Dataset rows
>>>>>

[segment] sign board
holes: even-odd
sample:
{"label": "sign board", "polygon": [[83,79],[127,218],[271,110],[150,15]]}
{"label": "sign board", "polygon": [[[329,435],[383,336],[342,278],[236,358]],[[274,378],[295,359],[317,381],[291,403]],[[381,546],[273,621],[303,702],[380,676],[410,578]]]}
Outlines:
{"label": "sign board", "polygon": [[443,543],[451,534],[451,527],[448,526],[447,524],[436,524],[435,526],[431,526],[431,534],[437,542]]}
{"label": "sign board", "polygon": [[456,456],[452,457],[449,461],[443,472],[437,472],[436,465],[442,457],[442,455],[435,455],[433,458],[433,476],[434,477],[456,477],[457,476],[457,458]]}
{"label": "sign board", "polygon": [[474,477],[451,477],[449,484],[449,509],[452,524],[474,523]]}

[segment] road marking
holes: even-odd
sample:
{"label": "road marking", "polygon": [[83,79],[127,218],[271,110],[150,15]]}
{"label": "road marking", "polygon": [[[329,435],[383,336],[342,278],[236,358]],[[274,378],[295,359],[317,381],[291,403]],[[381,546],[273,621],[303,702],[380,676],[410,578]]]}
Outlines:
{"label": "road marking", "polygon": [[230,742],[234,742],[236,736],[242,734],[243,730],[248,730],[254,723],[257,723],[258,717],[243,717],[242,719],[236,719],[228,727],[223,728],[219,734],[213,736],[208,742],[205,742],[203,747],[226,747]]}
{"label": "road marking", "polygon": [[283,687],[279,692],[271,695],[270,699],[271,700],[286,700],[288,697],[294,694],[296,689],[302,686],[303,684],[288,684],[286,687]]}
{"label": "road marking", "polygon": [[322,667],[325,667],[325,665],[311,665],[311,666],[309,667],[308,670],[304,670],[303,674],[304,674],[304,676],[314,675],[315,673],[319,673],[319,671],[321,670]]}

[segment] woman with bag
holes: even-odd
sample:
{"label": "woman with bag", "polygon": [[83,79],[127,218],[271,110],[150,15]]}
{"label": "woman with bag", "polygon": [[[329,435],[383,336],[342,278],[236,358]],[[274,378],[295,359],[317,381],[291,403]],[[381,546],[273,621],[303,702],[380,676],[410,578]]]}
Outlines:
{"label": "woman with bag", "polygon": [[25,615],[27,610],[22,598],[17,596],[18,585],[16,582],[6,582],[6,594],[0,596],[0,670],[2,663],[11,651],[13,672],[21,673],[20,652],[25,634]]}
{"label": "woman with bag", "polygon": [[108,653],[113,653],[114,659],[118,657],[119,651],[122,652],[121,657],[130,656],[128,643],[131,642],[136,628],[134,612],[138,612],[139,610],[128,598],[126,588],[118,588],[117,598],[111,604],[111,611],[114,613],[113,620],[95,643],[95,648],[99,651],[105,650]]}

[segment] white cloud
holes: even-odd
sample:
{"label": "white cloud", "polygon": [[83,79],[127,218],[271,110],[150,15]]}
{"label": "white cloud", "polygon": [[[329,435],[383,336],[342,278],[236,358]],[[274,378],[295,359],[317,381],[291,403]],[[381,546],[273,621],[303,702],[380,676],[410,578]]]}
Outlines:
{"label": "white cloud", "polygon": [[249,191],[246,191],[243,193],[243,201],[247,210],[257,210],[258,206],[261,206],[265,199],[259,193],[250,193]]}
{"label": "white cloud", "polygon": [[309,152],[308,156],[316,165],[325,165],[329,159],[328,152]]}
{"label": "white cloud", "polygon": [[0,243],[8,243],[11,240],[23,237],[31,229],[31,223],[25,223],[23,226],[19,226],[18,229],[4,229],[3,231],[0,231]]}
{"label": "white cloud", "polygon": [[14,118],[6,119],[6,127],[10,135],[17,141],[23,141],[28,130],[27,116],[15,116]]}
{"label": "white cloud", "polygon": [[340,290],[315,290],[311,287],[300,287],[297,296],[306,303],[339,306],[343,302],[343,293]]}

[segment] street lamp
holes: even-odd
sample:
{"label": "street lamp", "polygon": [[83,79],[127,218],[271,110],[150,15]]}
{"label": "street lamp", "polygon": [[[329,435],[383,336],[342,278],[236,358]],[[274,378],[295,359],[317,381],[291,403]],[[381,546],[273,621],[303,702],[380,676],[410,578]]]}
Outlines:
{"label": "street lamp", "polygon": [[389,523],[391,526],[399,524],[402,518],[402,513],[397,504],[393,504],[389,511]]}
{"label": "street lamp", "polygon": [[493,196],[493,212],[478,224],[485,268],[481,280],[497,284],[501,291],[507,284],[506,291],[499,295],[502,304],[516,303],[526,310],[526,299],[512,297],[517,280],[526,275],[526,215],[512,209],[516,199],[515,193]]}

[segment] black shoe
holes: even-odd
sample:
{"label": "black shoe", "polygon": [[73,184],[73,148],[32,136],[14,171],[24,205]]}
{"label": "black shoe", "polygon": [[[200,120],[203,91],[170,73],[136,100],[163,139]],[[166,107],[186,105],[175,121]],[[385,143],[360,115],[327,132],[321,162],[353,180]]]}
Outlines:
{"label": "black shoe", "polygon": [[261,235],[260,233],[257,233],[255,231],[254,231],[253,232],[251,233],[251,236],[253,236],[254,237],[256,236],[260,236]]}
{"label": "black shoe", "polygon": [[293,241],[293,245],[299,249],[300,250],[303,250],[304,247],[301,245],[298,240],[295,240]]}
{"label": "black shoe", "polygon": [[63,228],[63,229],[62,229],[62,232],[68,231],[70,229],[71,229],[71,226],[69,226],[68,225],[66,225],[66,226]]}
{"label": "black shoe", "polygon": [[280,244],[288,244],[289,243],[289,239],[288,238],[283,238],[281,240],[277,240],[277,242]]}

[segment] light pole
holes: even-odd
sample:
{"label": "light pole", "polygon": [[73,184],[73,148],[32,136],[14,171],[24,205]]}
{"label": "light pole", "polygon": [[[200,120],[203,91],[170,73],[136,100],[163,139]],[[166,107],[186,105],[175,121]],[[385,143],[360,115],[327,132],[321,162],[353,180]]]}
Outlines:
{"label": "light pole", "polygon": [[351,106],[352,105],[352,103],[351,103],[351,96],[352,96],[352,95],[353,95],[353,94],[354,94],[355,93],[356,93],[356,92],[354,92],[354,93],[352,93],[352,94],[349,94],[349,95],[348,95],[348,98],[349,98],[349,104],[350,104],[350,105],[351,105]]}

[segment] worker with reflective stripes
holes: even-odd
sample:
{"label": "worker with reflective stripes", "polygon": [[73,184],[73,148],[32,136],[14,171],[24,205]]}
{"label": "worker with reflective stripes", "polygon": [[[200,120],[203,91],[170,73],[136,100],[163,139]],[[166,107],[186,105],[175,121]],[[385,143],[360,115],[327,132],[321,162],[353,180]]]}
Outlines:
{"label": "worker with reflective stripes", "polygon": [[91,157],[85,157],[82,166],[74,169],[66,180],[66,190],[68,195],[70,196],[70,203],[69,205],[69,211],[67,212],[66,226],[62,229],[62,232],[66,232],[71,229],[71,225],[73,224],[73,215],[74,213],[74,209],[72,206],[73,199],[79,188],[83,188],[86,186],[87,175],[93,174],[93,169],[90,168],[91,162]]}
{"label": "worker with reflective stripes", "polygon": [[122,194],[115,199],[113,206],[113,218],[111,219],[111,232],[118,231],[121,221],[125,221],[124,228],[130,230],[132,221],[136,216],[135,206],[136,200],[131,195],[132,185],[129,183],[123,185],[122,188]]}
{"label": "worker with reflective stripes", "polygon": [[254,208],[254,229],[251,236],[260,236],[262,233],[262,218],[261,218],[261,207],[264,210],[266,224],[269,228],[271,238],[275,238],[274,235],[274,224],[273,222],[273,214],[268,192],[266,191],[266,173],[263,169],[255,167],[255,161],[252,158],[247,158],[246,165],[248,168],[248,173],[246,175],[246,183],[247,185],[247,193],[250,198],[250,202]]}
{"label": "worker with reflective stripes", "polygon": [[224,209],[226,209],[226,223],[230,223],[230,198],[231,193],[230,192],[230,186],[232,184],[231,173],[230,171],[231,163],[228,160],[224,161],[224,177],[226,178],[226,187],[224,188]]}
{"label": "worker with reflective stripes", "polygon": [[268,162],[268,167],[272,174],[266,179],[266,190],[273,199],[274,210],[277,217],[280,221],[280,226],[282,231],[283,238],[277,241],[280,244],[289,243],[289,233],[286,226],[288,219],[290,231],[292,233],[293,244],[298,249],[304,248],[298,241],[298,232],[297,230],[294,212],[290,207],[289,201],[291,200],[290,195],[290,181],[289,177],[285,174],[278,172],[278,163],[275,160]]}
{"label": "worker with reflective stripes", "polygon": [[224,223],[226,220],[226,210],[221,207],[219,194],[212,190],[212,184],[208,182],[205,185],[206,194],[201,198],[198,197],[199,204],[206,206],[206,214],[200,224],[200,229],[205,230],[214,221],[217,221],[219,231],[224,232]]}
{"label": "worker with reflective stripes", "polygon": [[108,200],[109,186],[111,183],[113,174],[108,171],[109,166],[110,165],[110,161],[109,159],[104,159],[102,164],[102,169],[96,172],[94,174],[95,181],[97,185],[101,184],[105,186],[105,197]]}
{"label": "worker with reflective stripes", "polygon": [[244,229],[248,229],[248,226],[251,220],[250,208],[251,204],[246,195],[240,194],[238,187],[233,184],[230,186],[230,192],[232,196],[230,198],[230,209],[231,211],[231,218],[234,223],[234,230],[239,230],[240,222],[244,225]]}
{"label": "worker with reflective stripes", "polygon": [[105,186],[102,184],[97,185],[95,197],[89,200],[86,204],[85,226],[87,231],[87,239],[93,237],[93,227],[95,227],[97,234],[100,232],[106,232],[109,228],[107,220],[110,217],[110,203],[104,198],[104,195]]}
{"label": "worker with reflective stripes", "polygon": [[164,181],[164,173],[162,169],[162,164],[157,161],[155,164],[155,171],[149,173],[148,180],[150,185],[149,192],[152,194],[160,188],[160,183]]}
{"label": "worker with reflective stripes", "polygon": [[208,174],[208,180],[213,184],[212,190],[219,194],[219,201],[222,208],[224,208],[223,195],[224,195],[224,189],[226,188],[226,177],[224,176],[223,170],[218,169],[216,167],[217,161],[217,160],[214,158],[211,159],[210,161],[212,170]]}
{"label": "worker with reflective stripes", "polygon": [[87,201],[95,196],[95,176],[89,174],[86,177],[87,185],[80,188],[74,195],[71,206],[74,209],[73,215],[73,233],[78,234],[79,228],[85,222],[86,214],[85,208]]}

<<<<<

• **The exercise**:
Show each line of the material that contains the string "marking". Case matters.

• **Response**:
[segment] road marking
{"label": "road marking", "polygon": [[83,79],[127,218],[271,110],[150,15]]}
{"label": "road marking", "polygon": [[[329,435],[383,336],[342,278],[236,358]],[[274,378],[295,359],[317,381],[291,403]],[[381,546],[273,621],[303,702],[380,676],[410,578]]]}
{"label": "road marking", "polygon": [[230,742],[234,742],[236,736],[242,734],[243,730],[248,730],[254,723],[257,723],[258,717],[243,717],[242,719],[236,719],[228,727],[223,728],[219,734],[213,736],[208,742],[205,742],[203,747],[226,747]]}
{"label": "road marking", "polygon": [[283,687],[279,692],[271,695],[270,699],[271,700],[286,700],[288,697],[294,694],[296,689],[302,686],[303,684],[288,684],[286,687]]}
{"label": "road marking", "polygon": [[322,667],[325,667],[325,665],[311,665],[311,666],[309,667],[308,670],[304,670],[303,674],[304,674],[304,676],[314,675],[315,673],[319,673],[319,671],[321,670]]}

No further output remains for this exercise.